PARTS OF THE EXERCISE.
[1] Using the excerpt on Hitachi's industrial motors, decide whether each statement agrees with it: (a) Hitachi's first product as a company was a motor meant for mines; (b) motors use about half of Japan's industrial electricity; (c) Hitachi set the IE5 efficiency standard. Answer yes or no for each and quote the words that settle it.
[2] Quote the excerpt on Hitachi's industrial motors word for word, everything from "We knew that" down to "from normal metals.".

Hitachi’s first product as a company in 1910, was a 5-horse power motor to be used in mines. Today, Hitachi produces industrial motors that are used at production sites such as factories. With industrial motors, energy efficiency is an extremely important performance indicator. Highly efficient motors do the same job with even less electricity. Saving on the electricity bill contributes to reducing production costs for the entire factory, which translates to increasing price competitiveness of the product. Furthermore, in Japan, as much as 75 percent of Japan's industrial electricity is consumed by motors. This means that increased efficiency of industrial motor will have a major impact in reducing electricity consumption in Japan as a whole.
(Publication: November 8, 2018)
In 2008, Hitachi succeeded in developing a high-efficiency motor with amorphous metals, and in 2014, Hitachi announced the development of a prototype IE5-class efficiency standard amorphous motor. IE5 is a standard set by the International Electrotechnical Commission (IEC), an international standardization body for electrotechnology, in its guideline on motor efficiency. The first commercial product that utilized a motor with this technology, is the scroll air compressor of Hitachi Industrial Equipment Systems Co.
We knew that amorphous metals would increase the efficiency of motors. However, it is extremely difficult to process amorphous metals, and it was anticipated that this would cause large difficulties for use in motors.
What does amorphous mean in the first place? Its element is iron and its chemical element symbol is Fe. There are also traces of other elements that are added. However, it is the same as other iron based materials.
Despite this, the atomic structure inside amorphous metals is different from normal metals.

RECORDS SHOWN.
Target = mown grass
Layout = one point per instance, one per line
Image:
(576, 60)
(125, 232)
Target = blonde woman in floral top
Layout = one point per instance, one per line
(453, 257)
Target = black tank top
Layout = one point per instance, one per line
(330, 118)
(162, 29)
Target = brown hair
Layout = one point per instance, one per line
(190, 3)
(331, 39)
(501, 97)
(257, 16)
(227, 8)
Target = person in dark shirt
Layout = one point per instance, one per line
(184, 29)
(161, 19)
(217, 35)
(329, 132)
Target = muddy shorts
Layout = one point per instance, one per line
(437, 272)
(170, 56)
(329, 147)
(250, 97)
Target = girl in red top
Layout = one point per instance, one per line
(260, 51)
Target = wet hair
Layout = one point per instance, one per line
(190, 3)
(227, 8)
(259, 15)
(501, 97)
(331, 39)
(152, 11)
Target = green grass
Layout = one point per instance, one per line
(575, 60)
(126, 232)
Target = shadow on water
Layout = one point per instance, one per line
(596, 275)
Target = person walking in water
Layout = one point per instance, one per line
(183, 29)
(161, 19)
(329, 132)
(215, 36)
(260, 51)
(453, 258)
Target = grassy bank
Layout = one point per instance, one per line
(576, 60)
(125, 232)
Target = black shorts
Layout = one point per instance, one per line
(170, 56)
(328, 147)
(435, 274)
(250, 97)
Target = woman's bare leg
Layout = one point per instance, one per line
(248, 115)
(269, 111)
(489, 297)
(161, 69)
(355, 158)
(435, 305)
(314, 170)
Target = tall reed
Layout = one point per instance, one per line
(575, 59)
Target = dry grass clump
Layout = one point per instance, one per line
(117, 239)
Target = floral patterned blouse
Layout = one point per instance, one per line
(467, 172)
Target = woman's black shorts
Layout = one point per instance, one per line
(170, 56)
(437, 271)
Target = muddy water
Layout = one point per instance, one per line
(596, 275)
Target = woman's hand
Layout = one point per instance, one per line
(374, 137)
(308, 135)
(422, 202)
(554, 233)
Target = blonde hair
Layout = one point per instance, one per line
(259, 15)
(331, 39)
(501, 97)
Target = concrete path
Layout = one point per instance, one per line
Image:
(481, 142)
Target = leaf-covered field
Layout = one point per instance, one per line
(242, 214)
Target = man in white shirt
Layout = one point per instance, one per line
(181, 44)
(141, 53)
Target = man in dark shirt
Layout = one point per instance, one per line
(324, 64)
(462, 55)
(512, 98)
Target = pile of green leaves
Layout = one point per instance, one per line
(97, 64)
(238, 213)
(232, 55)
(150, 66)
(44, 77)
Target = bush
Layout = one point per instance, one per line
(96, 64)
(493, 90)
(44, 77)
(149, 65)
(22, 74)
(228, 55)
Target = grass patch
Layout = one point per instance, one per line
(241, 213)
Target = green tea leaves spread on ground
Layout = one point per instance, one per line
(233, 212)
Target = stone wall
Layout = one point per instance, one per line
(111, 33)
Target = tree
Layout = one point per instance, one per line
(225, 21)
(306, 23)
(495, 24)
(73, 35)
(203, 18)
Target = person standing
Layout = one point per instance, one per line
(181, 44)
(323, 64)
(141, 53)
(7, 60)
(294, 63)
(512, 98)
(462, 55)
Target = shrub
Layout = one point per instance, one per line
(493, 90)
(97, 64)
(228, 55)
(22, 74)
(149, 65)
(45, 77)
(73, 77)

TASK RESULTS.
[1]
(a) Yes: "Hitachi’s first product as a company in 1910, was a 5-horse power motor to be used in mines."
(b) No: "as much as 75 percent of Japan's industrial electricity is consumed by motors."
(c) No: "IE5 is a standard set by the International Electrotechnical Commission (IEC)"

[2]
We knew that amorphous metals would increase the efficiency of motors. However, it is extremely difficult to process amorphous metals, and it was anticipated that this would cause large difficulties for use in motors.
What does amorphous mean in the first place? Its element is iron and its chemical element symbol is Fe. There are also traces of other elements that are added. However, it is the same as other iron based materials.
Despite this, the atomic structure inside amorphous metals is different from normal metals.